-------- Recorded data

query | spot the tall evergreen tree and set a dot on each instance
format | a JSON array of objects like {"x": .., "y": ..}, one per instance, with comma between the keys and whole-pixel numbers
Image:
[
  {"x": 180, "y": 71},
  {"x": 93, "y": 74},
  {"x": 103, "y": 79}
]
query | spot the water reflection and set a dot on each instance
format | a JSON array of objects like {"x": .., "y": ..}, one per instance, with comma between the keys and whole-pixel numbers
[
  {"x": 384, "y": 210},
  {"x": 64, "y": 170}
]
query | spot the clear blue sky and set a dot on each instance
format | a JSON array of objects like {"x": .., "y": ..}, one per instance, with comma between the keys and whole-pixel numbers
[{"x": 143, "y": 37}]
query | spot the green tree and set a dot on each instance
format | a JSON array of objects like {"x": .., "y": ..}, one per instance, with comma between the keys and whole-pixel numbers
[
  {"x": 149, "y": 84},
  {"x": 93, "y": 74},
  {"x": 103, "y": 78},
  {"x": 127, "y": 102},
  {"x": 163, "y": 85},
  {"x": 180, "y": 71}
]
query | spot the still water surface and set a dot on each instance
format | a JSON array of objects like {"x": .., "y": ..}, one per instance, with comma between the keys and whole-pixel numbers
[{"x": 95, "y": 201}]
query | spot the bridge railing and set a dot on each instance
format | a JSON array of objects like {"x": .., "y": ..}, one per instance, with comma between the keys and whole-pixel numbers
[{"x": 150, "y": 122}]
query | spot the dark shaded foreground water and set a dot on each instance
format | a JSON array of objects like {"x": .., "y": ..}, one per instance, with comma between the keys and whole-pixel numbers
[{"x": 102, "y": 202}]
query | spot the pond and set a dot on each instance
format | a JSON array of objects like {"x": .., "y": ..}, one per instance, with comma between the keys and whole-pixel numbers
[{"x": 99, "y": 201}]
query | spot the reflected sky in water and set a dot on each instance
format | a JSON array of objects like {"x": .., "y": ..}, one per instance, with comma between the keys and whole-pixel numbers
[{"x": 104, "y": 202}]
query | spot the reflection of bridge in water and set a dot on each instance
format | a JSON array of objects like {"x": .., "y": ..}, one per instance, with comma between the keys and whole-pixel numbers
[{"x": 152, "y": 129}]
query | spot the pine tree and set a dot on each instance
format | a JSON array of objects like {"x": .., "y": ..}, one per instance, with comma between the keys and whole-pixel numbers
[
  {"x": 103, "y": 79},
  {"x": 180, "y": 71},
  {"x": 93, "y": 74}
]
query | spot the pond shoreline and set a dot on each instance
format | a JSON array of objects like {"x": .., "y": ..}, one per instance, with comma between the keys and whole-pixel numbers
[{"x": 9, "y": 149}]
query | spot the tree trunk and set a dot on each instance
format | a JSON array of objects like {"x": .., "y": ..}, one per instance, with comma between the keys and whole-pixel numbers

----------------

▸ **Instructions to follow**
Copy the data word for word.

▸ **Exercise solution**
query | spot the tall evergreen tree and set a dot on each instance
format | a JSON array of objects like {"x": .., "y": ..}, one per instance, with comma between the keys and whole-pixel numbers
Image:
[
  {"x": 180, "y": 71},
  {"x": 93, "y": 74},
  {"x": 103, "y": 79}
]
query | spot the water reflection and set a dot on each instance
format | a JSON array of objects like {"x": .., "y": ..}, one per instance, with comma between the keys and whole-pixel numbers
[
  {"x": 384, "y": 210},
  {"x": 64, "y": 170}
]
query | spot the clear blue sky and set a dot on each instance
format | a JSON array of objects like {"x": .., "y": ..}, one per instance, with comma between the keys and whole-pixel numbers
[{"x": 143, "y": 37}]
query | spot the green tree and set a dot on each instance
format | a JSON array of objects like {"x": .., "y": ..}, one per instance, with comma between the keys and whole-pixel numbers
[
  {"x": 149, "y": 84},
  {"x": 93, "y": 74},
  {"x": 103, "y": 78},
  {"x": 127, "y": 102},
  {"x": 163, "y": 85},
  {"x": 180, "y": 71}
]
query | spot the still water surface and set a dot on each instance
format | a JSON array of objects like {"x": .., "y": ..}, one per instance, with comma between the keys and whole-pixel numbers
[{"x": 95, "y": 201}]
query | spot the bridge railing and set a dot on each instance
format | a JSON array of objects like {"x": .., "y": ..}, one per instance, with comma between the keys and whole-pixel numbers
[{"x": 150, "y": 122}]
query | spot the dark shaded foreground water and set a dot on each instance
format | a JSON array of objects like {"x": .., "y": ..}, one per instance, with comma between the keys and whole-pixel numbers
[{"x": 102, "y": 202}]
query | spot the pond and set a dot on each instance
format | a JSON array of objects like {"x": .., "y": ..}, one per instance, with comma between the keys and whole-pixel numbers
[{"x": 99, "y": 201}]
query | spot the reflected sky in water and set a dot on each instance
format | a JSON array of objects like {"x": .., "y": ..}, one per instance, with comma between the keys and whole-pixel numbers
[{"x": 104, "y": 202}]
query | spot the reflection of bridge in water and set a dot on each instance
format | a JSON array of objects like {"x": .., "y": ..}, one per instance, with comma between the keys and whole-pixel numbers
[{"x": 152, "y": 129}]
query | spot the pine tree and set a dot on each instance
format | a JSON array of objects like {"x": .., "y": ..}, one per instance, with comma between the keys and whole-pixel numbers
[
  {"x": 103, "y": 79},
  {"x": 180, "y": 71},
  {"x": 93, "y": 74}
]
query | spot the pond shoreline and set a dot on each instance
format | a JSON array of objects like {"x": .., "y": ..}, one per instance, with comma between the keys and whole-pixel numbers
[{"x": 9, "y": 149}]
query | spot the tree trunk and set a dot on each instance
format | a JSON array of objects like {"x": .., "y": ..}, one per instance, with comma between the keys and whole-pixel numbers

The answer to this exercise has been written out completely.